→ **STORED ROWS**

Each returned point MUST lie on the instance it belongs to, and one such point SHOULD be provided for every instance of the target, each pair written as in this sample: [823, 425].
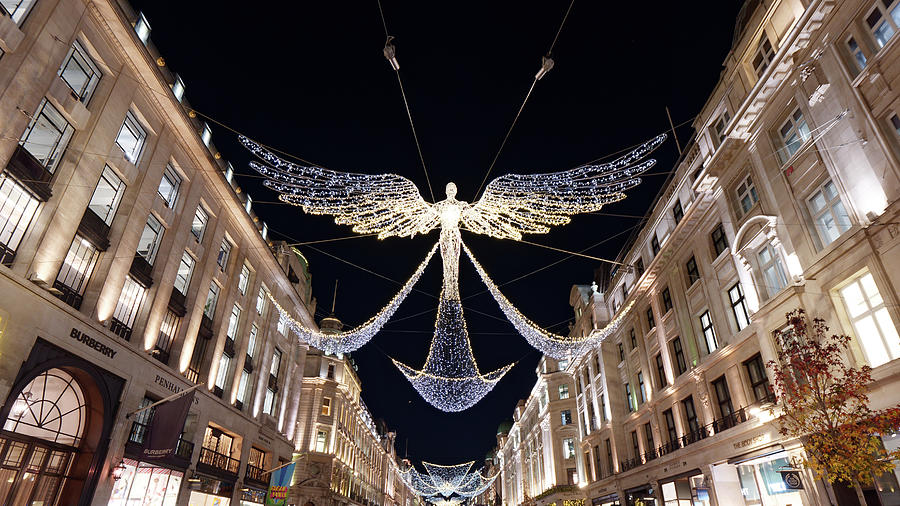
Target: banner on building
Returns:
[279, 484]
[165, 428]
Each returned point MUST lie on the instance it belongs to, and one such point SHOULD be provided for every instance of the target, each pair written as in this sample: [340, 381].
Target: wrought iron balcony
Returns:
[217, 462]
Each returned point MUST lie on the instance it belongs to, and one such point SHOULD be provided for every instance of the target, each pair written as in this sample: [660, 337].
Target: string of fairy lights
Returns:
[390, 205]
[446, 484]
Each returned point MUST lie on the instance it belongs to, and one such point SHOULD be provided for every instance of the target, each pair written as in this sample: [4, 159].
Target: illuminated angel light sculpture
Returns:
[390, 205]
[456, 481]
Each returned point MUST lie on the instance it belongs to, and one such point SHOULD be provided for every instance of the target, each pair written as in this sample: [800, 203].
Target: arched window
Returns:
[51, 408]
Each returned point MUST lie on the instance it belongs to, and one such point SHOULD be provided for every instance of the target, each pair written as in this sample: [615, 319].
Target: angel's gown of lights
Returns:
[450, 379]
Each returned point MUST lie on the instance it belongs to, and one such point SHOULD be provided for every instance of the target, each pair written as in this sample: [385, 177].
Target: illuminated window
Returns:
[80, 72]
[107, 195]
[47, 135]
[183, 275]
[765, 53]
[17, 208]
[875, 331]
[131, 138]
[828, 213]
[169, 186]
[792, 134]
[148, 244]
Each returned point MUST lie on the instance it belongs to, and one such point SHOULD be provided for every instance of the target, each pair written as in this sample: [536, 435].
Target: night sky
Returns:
[309, 78]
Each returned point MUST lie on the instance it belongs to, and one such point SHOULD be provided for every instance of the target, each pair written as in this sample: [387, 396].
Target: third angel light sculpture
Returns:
[512, 205]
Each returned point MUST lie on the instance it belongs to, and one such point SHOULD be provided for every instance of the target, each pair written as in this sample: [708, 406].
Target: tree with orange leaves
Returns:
[824, 402]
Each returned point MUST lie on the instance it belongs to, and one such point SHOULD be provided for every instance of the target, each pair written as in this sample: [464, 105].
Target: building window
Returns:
[719, 127]
[709, 333]
[677, 212]
[261, 301]
[269, 402]
[629, 399]
[569, 448]
[76, 271]
[772, 270]
[17, 208]
[792, 134]
[185, 270]
[746, 195]
[723, 399]
[635, 446]
[739, 306]
[648, 436]
[828, 213]
[321, 441]
[661, 379]
[642, 392]
[251, 341]
[244, 279]
[243, 387]
[233, 322]
[222, 372]
[198, 226]
[169, 186]
[856, 53]
[276, 363]
[209, 308]
[667, 300]
[127, 308]
[679, 355]
[107, 195]
[875, 332]
[764, 56]
[759, 381]
[690, 414]
[148, 244]
[224, 253]
[47, 135]
[720, 241]
[167, 331]
[670, 425]
[881, 23]
[693, 271]
[131, 138]
[80, 72]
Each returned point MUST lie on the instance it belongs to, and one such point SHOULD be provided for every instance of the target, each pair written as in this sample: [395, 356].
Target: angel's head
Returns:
[451, 190]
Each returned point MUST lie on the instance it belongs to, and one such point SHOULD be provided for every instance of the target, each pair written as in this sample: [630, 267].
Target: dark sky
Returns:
[309, 78]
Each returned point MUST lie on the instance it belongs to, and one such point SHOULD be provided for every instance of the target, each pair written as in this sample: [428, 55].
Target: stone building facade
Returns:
[785, 197]
[133, 267]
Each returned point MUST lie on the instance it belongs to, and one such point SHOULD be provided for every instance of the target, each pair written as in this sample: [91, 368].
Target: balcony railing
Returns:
[217, 461]
[256, 474]
[30, 172]
[183, 450]
[120, 329]
[68, 294]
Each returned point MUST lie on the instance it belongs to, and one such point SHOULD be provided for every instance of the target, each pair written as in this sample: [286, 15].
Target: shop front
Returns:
[606, 500]
[209, 491]
[640, 496]
[56, 424]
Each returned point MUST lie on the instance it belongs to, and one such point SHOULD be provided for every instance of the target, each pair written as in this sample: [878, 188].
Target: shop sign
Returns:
[791, 479]
[90, 342]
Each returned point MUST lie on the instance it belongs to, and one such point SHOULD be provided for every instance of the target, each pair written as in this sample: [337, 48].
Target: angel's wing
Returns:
[517, 204]
[385, 204]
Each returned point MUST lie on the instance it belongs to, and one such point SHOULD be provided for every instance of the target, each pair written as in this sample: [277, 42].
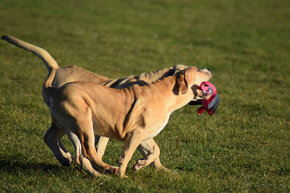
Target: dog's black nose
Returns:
[208, 69]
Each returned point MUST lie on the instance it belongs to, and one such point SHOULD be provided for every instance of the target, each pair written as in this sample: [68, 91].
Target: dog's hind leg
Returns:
[52, 139]
[101, 144]
[152, 157]
[132, 141]
[87, 139]
[79, 158]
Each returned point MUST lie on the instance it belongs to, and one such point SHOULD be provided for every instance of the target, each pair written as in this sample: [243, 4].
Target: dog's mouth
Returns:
[210, 97]
[197, 102]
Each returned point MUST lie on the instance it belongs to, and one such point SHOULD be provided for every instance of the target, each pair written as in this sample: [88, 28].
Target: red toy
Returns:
[212, 100]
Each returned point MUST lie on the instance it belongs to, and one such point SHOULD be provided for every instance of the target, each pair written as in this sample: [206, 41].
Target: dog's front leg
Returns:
[101, 144]
[131, 143]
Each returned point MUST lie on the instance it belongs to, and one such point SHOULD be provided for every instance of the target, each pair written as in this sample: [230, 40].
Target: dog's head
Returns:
[188, 81]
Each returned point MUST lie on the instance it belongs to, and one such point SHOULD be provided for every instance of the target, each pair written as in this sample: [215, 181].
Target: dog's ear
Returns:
[182, 82]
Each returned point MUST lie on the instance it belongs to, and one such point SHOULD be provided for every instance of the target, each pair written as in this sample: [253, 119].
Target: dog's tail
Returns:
[49, 62]
[47, 89]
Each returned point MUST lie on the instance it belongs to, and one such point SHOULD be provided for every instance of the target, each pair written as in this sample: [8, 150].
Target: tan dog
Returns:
[133, 115]
[74, 73]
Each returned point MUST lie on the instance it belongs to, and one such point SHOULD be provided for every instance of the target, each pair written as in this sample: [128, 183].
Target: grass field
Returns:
[244, 147]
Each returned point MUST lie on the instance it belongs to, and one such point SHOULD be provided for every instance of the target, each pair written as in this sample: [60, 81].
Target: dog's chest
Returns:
[158, 129]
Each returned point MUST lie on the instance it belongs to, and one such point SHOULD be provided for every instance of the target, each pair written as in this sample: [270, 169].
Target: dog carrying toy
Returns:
[212, 100]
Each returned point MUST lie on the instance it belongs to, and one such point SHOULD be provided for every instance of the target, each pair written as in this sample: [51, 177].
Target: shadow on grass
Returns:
[10, 164]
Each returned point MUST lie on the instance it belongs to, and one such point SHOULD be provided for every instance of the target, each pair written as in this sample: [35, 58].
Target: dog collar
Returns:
[210, 104]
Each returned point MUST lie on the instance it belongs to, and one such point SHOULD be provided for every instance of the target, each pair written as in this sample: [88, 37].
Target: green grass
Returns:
[244, 147]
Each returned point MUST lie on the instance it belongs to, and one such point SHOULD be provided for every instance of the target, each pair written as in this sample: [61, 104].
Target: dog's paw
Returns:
[112, 170]
[139, 164]
[66, 162]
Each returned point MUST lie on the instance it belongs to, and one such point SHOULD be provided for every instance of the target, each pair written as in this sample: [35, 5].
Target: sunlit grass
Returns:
[243, 147]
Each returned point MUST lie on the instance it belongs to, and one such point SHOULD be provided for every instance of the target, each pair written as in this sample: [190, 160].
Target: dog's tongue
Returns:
[210, 104]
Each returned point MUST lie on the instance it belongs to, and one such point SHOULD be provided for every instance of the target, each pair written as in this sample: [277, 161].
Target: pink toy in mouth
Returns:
[210, 104]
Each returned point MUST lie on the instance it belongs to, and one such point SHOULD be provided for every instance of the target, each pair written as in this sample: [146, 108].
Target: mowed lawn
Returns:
[244, 147]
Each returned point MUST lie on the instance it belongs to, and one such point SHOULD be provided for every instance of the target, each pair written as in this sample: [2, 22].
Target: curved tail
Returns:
[49, 62]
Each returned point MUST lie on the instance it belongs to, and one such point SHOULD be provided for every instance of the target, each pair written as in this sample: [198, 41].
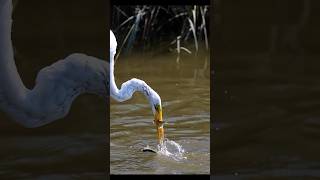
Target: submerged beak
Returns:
[159, 123]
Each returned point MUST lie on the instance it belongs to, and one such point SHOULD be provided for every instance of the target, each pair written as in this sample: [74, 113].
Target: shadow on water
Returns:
[185, 94]
[72, 147]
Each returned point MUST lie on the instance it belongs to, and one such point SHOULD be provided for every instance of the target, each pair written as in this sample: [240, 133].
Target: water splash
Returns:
[171, 149]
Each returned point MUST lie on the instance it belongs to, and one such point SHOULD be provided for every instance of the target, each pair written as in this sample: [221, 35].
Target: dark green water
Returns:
[185, 94]
[266, 122]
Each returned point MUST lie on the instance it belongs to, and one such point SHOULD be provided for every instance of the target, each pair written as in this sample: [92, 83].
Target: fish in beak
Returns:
[159, 123]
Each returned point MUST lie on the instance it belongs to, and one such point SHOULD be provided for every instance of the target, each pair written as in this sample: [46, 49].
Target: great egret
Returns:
[60, 83]
[133, 85]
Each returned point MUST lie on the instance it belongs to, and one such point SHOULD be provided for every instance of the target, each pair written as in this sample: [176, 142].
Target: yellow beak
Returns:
[159, 123]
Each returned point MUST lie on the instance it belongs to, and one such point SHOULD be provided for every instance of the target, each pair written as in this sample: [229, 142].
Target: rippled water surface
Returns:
[185, 92]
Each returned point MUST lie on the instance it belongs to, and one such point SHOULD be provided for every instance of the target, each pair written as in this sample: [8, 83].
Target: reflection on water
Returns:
[266, 120]
[185, 94]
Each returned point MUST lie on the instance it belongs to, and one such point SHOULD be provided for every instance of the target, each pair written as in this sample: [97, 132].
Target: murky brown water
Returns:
[185, 94]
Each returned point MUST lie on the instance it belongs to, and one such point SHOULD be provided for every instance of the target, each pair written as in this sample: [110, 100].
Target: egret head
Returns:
[157, 111]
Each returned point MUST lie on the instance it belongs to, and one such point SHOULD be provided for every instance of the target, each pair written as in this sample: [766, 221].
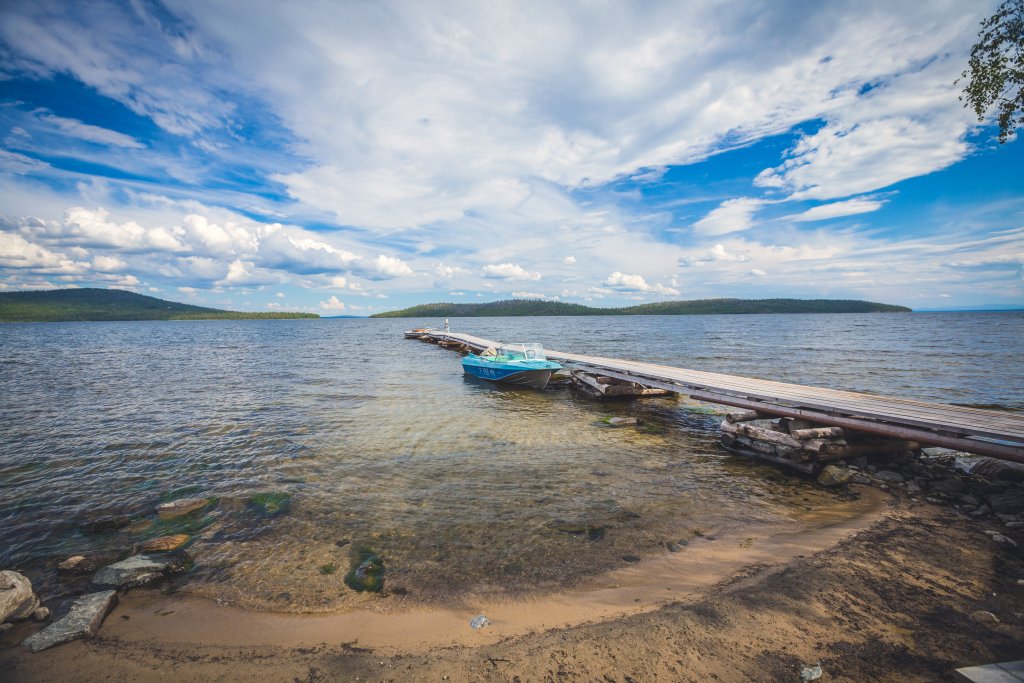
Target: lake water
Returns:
[382, 442]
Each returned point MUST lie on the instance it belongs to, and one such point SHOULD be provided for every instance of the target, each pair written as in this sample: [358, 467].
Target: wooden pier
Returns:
[972, 430]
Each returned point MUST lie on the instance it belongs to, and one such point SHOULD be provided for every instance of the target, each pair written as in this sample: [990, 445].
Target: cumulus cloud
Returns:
[624, 283]
[333, 304]
[508, 271]
[839, 209]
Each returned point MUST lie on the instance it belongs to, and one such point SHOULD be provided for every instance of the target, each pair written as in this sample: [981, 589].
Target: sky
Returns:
[350, 157]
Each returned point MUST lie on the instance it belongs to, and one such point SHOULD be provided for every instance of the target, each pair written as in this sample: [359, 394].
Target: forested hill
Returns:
[695, 307]
[98, 304]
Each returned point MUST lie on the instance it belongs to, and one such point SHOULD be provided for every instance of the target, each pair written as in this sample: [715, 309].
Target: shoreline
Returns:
[643, 587]
[895, 598]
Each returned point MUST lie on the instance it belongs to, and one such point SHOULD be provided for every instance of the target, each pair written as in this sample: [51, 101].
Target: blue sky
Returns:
[353, 158]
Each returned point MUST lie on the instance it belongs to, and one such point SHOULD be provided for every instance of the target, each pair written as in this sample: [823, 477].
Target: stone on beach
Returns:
[83, 621]
[17, 601]
[181, 507]
[138, 570]
[834, 475]
[165, 543]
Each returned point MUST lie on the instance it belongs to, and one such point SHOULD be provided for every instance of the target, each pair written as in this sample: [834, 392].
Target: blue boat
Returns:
[522, 365]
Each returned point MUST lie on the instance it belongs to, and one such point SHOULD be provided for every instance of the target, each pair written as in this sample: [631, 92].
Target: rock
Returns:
[1004, 540]
[999, 470]
[1010, 503]
[83, 563]
[982, 616]
[17, 601]
[105, 523]
[181, 507]
[367, 572]
[834, 475]
[950, 485]
[83, 621]
[165, 543]
[270, 505]
[138, 570]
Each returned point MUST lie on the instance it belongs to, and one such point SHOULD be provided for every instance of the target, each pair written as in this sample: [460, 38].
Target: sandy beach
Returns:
[893, 593]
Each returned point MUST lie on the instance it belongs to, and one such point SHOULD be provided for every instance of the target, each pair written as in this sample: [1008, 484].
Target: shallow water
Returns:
[382, 442]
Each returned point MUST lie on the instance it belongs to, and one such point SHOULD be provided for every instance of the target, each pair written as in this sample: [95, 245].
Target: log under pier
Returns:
[880, 418]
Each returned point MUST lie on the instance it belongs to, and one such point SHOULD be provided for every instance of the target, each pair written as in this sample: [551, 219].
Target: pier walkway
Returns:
[973, 430]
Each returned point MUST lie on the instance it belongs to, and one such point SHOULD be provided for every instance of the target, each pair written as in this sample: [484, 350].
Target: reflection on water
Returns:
[381, 442]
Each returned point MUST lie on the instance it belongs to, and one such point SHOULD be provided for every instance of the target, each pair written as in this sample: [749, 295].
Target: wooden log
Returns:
[744, 416]
[761, 434]
[817, 432]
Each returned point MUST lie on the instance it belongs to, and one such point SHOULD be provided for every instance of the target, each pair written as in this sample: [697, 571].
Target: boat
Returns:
[521, 365]
[417, 333]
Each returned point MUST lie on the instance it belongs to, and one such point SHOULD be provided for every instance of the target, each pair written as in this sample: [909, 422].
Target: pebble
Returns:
[181, 507]
[982, 616]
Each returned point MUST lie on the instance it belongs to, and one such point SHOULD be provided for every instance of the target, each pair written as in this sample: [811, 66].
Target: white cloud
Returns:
[509, 271]
[624, 283]
[534, 295]
[390, 266]
[717, 253]
[333, 304]
[839, 209]
[89, 133]
[731, 216]
[16, 252]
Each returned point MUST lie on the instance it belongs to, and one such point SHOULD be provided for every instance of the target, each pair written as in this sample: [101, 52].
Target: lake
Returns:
[372, 440]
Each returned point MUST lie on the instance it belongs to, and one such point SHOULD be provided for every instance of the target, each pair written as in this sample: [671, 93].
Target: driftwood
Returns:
[805, 449]
[599, 386]
[744, 416]
[817, 432]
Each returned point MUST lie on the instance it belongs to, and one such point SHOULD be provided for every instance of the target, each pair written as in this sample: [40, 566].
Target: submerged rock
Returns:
[834, 475]
[165, 543]
[105, 523]
[181, 507]
[83, 621]
[367, 573]
[1011, 503]
[17, 601]
[999, 470]
[271, 504]
[139, 570]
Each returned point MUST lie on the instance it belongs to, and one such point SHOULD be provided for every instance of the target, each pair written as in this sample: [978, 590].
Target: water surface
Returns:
[382, 442]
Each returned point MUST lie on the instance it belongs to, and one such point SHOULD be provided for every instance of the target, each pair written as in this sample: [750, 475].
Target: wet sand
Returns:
[888, 595]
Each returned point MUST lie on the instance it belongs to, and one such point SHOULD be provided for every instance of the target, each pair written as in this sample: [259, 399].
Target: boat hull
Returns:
[535, 379]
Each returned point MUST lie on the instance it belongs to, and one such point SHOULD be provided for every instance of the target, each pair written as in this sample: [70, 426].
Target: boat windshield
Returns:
[521, 351]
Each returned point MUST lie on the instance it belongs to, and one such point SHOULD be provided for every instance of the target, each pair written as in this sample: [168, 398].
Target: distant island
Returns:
[99, 304]
[694, 307]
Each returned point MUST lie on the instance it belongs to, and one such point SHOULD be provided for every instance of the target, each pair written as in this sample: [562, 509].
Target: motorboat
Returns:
[521, 365]
[417, 333]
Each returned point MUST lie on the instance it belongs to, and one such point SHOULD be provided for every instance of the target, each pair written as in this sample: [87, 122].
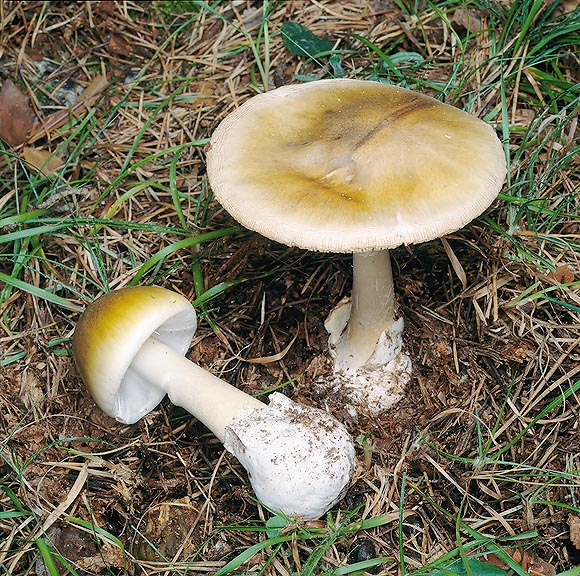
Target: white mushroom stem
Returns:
[299, 459]
[371, 312]
[212, 401]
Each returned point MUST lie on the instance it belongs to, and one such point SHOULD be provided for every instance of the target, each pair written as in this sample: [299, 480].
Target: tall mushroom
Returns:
[356, 166]
[129, 347]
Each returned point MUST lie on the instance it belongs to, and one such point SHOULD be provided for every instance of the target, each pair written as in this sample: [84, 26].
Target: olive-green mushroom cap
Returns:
[110, 333]
[353, 166]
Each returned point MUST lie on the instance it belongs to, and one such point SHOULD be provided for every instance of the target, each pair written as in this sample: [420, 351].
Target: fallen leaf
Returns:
[563, 275]
[574, 523]
[43, 160]
[16, 115]
[58, 119]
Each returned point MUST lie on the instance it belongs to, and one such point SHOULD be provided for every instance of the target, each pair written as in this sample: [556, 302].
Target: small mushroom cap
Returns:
[299, 459]
[352, 166]
[112, 330]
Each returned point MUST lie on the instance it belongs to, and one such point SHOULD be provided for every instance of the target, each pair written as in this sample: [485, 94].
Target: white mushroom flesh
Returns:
[299, 459]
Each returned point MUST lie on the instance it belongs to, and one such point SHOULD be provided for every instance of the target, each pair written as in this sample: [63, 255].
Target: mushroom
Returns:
[129, 347]
[360, 167]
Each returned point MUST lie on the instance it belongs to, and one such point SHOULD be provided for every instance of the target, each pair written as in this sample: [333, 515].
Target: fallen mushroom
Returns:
[129, 347]
[356, 166]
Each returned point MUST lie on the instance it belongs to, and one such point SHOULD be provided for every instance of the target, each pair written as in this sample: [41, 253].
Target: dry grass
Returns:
[484, 454]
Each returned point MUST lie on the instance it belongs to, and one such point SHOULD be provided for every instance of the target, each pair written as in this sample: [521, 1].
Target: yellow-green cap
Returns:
[353, 166]
[112, 330]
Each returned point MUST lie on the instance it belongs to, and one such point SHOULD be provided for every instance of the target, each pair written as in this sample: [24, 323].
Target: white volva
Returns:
[129, 347]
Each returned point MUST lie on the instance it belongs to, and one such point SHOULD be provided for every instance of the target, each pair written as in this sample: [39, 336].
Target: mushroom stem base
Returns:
[380, 382]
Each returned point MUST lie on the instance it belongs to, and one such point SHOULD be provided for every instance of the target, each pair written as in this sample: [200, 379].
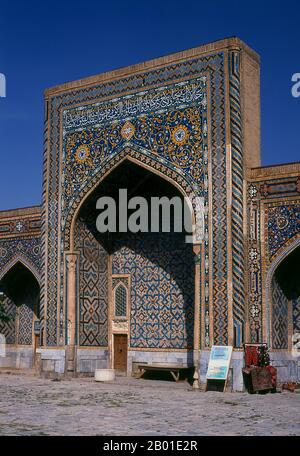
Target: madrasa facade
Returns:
[185, 125]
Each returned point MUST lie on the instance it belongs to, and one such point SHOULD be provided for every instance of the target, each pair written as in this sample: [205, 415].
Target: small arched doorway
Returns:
[20, 293]
[285, 293]
[148, 275]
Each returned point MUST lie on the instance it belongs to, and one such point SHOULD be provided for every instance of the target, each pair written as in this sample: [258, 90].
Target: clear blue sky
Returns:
[45, 43]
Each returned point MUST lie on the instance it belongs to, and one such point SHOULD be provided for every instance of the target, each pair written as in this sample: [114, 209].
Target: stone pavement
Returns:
[34, 406]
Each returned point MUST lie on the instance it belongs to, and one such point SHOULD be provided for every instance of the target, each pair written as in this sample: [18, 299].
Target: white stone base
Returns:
[17, 357]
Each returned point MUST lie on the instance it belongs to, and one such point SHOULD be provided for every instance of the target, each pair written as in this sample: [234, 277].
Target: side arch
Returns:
[288, 248]
[25, 262]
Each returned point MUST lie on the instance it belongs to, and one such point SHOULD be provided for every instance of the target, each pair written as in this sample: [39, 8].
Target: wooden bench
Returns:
[172, 368]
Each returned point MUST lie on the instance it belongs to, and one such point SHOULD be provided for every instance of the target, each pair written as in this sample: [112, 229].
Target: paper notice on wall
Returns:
[219, 362]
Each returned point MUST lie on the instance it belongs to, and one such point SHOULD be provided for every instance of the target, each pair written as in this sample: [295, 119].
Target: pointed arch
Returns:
[288, 248]
[141, 158]
[19, 258]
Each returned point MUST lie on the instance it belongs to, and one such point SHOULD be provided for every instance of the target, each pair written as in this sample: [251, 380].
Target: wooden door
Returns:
[120, 352]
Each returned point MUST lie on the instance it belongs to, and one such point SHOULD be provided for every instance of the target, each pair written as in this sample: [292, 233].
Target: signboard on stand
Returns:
[218, 367]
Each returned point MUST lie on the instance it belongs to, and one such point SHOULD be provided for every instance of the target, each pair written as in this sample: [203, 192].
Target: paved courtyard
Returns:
[34, 406]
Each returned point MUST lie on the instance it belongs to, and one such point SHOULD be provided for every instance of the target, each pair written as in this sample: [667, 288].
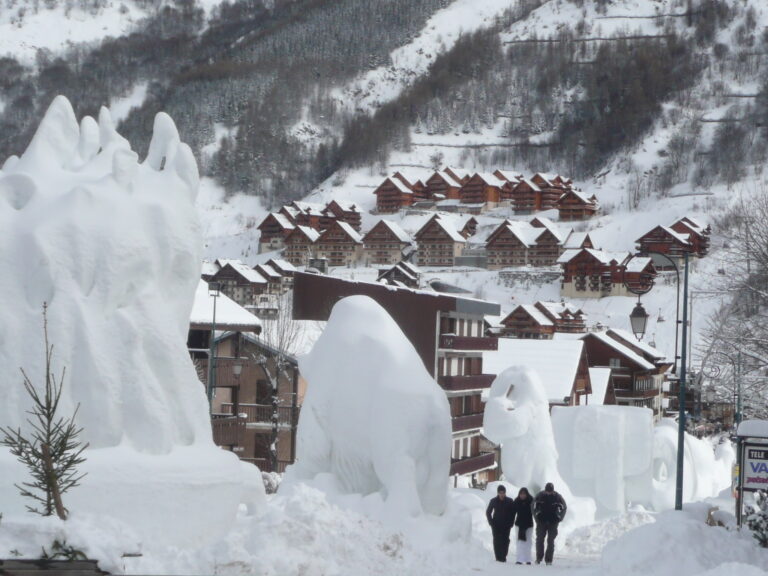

→ **PROMPT**
How many lines in the material above contain the string "tail"? Reply with the number alone.

→ **COMPLETE ANSWER**
2